(Provided records Opens)
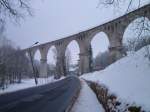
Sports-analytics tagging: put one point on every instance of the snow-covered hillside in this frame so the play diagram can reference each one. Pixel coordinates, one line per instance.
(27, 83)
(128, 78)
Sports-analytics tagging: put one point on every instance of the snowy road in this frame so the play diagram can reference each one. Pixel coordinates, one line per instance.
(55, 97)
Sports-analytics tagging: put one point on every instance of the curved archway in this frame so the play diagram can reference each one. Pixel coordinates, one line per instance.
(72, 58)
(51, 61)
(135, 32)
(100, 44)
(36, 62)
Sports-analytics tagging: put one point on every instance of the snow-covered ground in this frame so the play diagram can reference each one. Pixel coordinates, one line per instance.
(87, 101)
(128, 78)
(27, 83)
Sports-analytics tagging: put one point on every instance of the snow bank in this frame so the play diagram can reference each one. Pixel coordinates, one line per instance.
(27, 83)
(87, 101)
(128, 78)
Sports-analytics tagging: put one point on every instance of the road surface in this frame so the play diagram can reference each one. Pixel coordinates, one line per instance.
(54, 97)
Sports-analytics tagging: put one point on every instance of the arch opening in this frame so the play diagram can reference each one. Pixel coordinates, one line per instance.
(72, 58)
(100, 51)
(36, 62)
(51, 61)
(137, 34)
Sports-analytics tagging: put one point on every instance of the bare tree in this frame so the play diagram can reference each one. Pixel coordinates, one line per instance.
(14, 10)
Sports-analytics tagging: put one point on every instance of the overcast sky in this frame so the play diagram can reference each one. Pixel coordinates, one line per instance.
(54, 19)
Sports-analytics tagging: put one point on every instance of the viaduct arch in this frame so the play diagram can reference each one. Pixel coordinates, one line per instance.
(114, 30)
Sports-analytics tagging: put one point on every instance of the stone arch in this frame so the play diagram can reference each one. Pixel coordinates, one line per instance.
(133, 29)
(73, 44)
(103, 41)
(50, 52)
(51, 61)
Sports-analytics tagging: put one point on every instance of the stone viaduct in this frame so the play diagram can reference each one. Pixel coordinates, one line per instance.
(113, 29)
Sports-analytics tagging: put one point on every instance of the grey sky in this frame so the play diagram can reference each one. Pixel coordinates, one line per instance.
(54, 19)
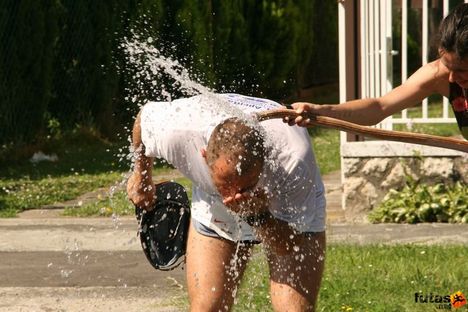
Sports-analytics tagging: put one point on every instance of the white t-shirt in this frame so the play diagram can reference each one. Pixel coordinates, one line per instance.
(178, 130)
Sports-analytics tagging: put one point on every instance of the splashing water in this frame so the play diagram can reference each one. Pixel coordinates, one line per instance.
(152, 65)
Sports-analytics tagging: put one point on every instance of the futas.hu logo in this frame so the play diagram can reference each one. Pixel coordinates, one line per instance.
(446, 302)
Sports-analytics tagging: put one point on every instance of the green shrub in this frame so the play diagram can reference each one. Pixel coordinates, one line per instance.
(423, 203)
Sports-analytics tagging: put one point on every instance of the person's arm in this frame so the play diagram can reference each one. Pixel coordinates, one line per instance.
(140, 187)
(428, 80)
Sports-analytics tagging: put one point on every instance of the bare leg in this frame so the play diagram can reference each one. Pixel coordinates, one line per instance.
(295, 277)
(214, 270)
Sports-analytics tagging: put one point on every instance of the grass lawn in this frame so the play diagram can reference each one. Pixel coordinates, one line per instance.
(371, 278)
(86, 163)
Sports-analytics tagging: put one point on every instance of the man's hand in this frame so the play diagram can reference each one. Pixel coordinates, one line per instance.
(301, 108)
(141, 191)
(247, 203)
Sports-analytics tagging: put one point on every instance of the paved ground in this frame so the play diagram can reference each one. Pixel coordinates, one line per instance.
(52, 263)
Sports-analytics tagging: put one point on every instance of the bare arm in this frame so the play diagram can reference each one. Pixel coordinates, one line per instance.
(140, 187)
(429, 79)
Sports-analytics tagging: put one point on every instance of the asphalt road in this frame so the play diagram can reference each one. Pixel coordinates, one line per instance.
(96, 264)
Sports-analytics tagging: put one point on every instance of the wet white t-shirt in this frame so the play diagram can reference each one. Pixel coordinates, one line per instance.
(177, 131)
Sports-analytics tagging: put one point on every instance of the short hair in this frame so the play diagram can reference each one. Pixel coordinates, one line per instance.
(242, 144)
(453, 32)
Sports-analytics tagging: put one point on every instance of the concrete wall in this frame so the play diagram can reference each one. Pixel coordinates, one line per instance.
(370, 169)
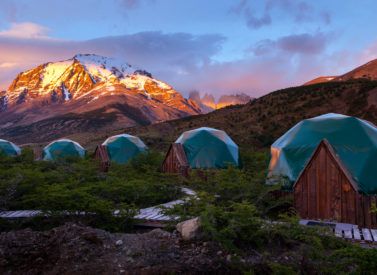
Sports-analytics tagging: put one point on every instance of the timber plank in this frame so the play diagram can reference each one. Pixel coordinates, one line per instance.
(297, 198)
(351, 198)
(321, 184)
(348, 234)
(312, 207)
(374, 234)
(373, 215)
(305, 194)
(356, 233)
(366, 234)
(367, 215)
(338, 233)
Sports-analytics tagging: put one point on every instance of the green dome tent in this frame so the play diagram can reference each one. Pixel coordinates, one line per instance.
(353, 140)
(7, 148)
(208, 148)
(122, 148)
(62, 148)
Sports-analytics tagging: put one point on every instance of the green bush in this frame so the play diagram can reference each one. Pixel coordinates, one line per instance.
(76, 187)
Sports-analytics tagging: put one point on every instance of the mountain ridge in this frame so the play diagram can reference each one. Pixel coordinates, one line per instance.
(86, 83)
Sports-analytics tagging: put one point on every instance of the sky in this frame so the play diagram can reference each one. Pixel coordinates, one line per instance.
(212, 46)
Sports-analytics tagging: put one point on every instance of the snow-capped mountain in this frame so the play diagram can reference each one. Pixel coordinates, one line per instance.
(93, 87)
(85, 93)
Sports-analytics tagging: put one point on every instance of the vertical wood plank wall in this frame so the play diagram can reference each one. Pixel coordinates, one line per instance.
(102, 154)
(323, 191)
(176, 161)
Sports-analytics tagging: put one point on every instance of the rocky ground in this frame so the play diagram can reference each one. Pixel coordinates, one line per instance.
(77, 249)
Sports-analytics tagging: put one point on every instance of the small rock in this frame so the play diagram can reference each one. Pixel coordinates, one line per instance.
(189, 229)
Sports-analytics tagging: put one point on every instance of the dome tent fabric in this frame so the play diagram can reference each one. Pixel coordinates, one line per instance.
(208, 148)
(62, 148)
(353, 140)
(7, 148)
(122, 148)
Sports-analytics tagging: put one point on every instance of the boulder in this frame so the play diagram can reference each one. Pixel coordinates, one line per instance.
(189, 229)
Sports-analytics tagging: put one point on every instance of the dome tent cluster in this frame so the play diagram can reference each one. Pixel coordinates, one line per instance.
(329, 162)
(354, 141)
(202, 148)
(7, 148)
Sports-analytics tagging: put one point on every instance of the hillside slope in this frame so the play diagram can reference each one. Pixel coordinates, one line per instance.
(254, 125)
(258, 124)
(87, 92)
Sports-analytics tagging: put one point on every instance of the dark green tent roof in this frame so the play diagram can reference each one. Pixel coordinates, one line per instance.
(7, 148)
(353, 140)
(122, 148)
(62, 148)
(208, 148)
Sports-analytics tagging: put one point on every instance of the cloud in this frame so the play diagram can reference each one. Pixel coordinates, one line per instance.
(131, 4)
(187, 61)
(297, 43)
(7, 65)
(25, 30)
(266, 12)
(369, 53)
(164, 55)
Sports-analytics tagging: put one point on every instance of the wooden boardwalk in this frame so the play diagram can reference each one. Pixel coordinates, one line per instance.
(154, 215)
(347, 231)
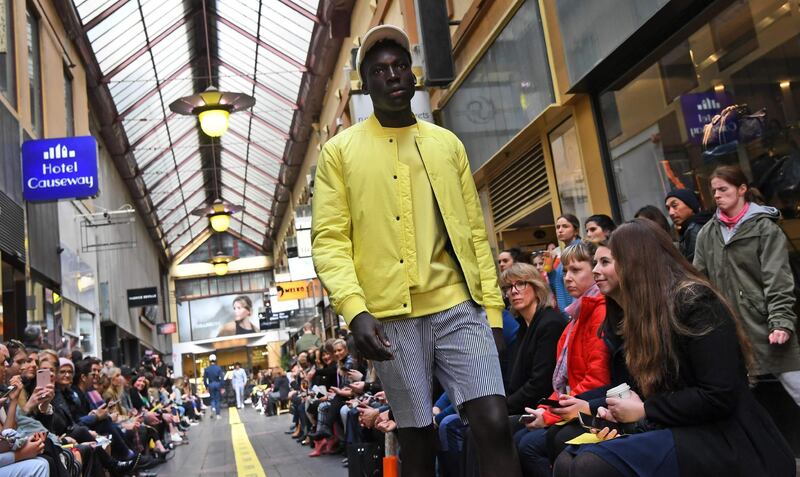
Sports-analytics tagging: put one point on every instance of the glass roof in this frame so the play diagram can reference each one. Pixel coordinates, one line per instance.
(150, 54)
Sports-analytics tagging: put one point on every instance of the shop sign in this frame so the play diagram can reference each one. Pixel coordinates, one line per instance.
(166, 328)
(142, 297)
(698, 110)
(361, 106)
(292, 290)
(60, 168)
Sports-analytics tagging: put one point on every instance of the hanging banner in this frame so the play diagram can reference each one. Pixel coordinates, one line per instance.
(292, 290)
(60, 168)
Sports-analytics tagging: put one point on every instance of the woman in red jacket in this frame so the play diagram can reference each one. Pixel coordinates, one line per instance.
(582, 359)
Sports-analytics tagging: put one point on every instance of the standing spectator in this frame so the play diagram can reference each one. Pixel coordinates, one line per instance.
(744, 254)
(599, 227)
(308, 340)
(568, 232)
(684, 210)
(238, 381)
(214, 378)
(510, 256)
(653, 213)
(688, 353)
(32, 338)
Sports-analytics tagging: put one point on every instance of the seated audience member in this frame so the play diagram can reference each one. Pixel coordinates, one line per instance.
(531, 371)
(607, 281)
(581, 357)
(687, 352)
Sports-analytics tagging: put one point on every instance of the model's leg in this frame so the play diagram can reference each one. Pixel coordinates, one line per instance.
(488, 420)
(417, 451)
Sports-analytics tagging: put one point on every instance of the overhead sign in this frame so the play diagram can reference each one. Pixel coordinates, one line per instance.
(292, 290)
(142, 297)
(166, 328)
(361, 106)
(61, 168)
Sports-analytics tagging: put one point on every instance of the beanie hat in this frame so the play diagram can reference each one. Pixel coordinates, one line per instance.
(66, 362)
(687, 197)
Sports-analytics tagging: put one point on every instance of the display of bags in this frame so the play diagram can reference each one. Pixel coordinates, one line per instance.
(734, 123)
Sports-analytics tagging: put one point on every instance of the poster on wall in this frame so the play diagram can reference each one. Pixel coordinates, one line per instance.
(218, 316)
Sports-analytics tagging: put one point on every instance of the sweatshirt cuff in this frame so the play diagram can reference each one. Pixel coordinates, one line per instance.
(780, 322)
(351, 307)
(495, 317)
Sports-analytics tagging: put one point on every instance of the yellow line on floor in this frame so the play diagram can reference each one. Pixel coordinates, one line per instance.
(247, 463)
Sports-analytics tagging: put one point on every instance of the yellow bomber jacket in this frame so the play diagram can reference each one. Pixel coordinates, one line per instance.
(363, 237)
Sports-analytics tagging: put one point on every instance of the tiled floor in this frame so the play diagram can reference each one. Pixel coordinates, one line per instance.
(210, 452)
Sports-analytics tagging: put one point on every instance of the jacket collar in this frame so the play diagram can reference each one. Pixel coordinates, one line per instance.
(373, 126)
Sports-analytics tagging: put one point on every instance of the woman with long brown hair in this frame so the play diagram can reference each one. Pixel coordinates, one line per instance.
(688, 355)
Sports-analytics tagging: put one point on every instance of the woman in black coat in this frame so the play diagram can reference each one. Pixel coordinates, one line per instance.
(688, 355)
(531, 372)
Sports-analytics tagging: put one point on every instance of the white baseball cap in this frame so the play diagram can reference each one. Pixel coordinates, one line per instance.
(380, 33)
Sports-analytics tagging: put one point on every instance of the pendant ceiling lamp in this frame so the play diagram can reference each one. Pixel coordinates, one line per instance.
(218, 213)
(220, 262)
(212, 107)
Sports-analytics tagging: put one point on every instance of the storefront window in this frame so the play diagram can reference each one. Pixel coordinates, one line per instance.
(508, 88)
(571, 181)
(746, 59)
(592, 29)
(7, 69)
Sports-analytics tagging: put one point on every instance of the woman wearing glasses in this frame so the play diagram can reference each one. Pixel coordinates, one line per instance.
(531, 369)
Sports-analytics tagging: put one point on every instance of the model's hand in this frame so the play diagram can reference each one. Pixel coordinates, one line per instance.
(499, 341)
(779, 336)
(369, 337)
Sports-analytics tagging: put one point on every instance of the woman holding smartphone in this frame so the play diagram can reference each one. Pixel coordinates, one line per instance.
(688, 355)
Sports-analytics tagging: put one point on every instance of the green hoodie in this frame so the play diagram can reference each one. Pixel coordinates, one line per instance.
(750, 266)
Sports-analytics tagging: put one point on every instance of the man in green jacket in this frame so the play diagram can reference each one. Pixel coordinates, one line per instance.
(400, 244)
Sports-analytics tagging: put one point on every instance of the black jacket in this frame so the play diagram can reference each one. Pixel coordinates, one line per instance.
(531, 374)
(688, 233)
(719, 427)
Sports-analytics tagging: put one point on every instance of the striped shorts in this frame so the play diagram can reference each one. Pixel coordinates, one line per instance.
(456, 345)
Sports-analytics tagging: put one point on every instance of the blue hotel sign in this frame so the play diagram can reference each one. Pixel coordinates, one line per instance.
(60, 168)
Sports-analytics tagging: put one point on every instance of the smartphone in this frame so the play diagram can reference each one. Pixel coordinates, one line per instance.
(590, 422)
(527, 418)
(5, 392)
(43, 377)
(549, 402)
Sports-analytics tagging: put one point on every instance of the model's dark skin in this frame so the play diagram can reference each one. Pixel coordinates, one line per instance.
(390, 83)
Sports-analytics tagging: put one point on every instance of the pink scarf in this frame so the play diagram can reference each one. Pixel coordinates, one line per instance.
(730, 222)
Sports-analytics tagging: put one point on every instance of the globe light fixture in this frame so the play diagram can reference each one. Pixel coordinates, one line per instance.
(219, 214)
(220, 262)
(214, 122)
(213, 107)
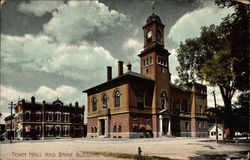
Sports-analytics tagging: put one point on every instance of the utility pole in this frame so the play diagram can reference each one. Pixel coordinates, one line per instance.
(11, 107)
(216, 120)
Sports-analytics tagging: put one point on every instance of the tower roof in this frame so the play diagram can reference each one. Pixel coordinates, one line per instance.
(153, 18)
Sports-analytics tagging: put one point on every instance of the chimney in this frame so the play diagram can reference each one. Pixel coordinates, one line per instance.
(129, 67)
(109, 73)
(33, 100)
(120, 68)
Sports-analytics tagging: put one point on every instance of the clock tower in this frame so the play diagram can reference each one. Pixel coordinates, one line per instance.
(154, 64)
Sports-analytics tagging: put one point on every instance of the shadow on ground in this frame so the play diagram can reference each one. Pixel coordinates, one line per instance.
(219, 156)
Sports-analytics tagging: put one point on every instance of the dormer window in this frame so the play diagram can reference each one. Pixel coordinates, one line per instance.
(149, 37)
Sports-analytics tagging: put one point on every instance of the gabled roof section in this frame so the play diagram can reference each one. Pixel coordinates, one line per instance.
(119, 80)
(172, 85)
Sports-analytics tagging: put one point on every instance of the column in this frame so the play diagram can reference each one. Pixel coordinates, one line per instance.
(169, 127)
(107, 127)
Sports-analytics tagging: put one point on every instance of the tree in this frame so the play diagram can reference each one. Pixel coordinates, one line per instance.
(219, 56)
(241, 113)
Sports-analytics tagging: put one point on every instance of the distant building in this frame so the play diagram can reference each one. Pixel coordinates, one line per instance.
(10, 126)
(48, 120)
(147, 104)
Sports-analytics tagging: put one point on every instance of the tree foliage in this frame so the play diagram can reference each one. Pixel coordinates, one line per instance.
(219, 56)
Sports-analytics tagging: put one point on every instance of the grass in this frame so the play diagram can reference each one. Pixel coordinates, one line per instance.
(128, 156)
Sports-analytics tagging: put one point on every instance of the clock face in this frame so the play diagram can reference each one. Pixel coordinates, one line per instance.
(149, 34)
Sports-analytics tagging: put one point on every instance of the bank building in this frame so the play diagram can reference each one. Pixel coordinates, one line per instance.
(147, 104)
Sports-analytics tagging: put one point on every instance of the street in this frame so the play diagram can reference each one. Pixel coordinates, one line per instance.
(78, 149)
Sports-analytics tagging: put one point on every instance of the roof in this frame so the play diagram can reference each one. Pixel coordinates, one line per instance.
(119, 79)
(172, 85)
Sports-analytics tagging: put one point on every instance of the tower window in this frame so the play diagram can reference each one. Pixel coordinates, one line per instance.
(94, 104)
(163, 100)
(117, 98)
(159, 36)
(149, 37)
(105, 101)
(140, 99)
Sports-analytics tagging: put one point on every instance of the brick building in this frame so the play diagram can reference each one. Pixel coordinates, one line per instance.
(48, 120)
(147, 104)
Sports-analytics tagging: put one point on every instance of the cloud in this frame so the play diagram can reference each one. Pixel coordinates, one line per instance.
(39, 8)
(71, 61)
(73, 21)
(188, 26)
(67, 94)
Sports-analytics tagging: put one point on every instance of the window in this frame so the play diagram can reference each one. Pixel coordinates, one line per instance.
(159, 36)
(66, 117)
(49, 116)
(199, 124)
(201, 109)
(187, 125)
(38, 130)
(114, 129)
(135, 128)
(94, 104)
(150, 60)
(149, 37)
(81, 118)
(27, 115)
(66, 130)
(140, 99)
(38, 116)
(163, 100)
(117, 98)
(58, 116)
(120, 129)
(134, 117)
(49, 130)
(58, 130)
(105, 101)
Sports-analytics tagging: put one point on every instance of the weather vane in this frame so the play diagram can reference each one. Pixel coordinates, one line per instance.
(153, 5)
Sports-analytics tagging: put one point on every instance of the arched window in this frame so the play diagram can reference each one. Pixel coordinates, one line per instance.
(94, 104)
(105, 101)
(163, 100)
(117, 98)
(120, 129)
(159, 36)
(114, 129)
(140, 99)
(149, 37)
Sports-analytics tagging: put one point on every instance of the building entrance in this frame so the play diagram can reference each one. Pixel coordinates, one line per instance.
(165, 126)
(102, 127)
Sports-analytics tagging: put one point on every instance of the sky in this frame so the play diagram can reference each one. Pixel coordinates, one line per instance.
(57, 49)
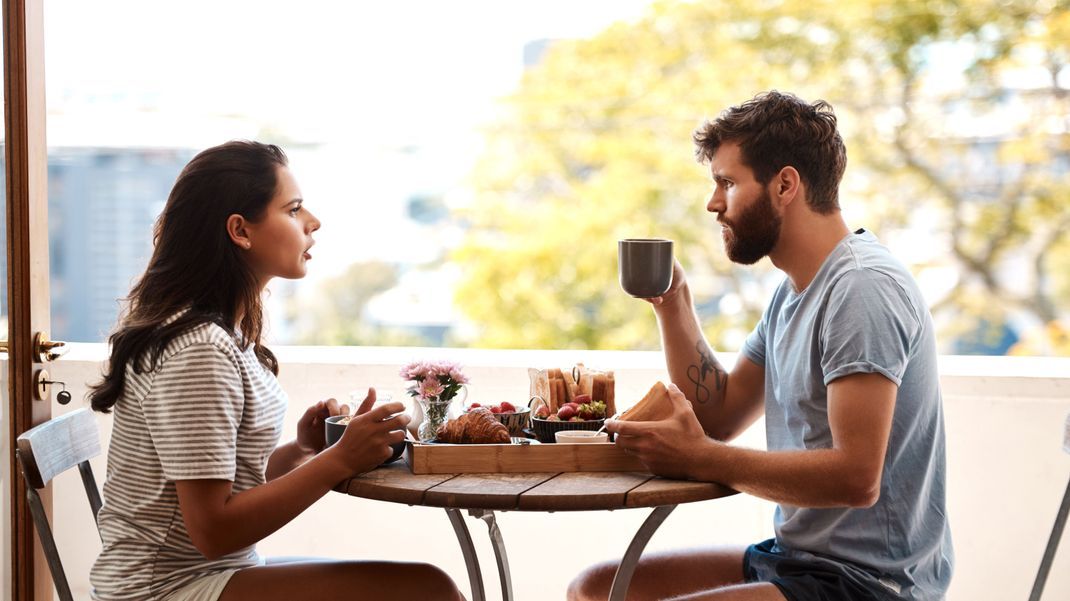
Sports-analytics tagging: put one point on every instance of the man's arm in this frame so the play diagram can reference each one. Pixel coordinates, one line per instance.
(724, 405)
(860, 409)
(Provided records Closes)
> [What is expected] Using the listing above, print the line containing "the man's arm" and every line after it exactly, up to and including the last.

> [Task solution]
Sports-analytics tagging: put one point on every instance of the man's arm in this frame so the play diagram can reference each one. Pixel coordinates, one line per instance.
(724, 405)
(860, 409)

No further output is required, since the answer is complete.